How many lines in the listing below contain the word "target"? Give only the number.

━━━━━━━━━━

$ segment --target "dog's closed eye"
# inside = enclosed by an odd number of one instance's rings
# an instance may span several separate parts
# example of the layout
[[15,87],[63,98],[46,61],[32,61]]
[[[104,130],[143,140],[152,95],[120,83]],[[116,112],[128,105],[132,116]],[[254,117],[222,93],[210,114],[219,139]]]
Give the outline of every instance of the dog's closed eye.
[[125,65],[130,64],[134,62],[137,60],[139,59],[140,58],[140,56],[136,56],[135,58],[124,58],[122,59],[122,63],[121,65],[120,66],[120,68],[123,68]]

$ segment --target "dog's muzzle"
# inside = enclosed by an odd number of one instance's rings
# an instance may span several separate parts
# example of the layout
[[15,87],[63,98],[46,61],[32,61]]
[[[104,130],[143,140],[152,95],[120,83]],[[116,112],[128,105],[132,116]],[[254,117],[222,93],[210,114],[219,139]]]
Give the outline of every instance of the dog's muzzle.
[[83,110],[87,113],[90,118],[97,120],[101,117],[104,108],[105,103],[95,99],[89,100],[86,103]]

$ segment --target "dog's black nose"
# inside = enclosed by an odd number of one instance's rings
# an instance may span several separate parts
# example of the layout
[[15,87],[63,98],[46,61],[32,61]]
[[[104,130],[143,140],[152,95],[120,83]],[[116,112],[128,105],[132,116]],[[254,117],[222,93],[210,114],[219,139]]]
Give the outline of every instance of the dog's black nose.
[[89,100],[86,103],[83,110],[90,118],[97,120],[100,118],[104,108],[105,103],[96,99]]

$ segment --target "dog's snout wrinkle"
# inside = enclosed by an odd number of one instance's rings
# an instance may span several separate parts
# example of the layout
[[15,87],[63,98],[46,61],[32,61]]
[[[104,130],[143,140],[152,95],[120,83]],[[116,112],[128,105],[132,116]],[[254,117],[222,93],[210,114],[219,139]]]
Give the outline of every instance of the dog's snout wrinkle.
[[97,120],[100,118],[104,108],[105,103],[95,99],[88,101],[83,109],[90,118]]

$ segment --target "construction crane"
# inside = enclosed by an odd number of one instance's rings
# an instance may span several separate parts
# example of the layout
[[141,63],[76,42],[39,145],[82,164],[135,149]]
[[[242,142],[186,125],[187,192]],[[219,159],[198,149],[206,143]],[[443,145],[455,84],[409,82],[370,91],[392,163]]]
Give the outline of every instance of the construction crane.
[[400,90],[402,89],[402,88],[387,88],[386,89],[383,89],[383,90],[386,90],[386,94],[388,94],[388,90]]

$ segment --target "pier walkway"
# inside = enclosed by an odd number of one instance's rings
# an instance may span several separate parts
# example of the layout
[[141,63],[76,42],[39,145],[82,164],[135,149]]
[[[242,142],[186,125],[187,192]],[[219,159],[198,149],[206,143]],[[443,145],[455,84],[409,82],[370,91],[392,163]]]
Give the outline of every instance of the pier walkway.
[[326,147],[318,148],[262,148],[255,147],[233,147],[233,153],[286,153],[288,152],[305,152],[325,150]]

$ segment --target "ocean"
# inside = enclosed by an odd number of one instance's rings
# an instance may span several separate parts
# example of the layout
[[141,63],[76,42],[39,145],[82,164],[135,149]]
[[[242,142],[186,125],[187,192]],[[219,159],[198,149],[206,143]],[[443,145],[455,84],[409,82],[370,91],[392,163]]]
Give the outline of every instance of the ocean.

━━━━━━━━━━

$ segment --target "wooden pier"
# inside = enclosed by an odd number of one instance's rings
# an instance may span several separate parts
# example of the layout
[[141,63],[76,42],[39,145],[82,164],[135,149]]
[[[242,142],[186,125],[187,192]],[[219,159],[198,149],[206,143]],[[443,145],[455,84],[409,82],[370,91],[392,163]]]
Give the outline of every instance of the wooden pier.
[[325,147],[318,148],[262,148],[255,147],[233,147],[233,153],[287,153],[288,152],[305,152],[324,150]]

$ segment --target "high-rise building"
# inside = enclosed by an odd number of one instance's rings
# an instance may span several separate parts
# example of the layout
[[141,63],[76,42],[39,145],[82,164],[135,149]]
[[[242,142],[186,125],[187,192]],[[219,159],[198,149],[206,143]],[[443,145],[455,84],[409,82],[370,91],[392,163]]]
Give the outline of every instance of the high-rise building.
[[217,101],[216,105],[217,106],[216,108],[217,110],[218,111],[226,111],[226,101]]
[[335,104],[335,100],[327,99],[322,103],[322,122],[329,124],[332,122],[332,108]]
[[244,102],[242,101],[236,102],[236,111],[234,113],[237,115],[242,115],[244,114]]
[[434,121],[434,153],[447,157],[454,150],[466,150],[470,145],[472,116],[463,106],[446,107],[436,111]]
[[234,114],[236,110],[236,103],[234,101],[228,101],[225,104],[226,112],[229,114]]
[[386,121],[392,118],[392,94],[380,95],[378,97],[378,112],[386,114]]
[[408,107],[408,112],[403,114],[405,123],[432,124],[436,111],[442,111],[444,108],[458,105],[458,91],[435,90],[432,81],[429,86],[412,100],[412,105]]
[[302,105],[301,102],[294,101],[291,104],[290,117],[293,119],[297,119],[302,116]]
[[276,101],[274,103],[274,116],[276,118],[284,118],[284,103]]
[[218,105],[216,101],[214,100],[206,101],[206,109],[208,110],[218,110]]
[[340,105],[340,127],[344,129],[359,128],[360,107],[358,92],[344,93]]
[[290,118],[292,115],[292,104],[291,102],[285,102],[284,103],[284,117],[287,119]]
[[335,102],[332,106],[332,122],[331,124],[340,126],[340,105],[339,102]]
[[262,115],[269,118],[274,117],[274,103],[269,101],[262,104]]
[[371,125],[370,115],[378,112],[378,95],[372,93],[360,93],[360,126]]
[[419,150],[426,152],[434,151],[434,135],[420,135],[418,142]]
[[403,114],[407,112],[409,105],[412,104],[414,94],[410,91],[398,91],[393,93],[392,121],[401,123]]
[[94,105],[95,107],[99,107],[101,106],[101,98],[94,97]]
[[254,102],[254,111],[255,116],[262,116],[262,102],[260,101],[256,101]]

━━━━━━━━━━

**ANSWER TO THE PROBLEM:** 9